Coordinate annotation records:
——————————
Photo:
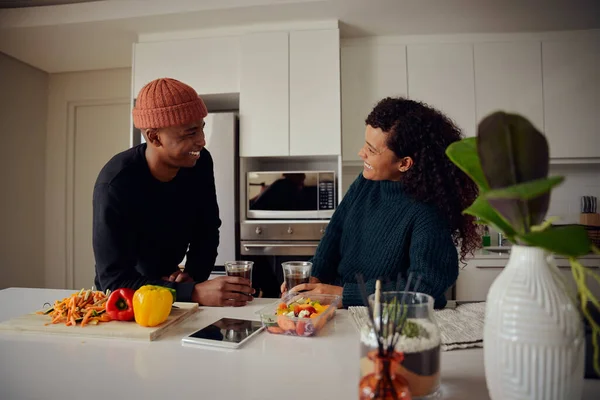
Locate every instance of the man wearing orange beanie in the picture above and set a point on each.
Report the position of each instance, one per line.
(154, 200)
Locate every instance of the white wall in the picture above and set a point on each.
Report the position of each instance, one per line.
(66, 90)
(580, 180)
(23, 107)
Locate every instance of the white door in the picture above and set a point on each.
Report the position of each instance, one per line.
(370, 73)
(508, 77)
(442, 76)
(264, 95)
(220, 142)
(571, 71)
(100, 132)
(315, 126)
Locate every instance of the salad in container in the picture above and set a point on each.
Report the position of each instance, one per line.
(296, 314)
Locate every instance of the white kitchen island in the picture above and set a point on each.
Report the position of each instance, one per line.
(39, 366)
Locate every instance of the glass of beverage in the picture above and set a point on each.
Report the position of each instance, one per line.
(243, 269)
(296, 273)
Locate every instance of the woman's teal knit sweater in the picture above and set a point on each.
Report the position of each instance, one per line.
(379, 231)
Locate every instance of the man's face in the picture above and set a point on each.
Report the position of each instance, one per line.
(179, 146)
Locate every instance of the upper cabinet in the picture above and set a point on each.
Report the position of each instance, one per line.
(209, 65)
(571, 72)
(315, 120)
(370, 72)
(508, 77)
(264, 95)
(441, 75)
(290, 94)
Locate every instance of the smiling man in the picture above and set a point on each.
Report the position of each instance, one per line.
(154, 201)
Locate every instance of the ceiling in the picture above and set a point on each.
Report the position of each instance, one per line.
(37, 3)
(100, 34)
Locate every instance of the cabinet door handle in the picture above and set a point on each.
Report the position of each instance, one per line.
(262, 245)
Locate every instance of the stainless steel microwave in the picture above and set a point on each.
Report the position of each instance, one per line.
(290, 194)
——————————
## Requirements
Starting with the line containing "Locate every instance of the cabinet" and going on through the end of the records, write those lines out again, requests included, and shift every coordinate in the answers by adding 67 to each number.

## The result
Locate every instance of the cabinet door handle in the picture above and set a point on each.
Report the position of each instance, one per line.
(329, 312)
Locate every instance of the stainless steel microwave in the picture above and set a point on each.
Report the position of each instance, one per line.
(357, 261)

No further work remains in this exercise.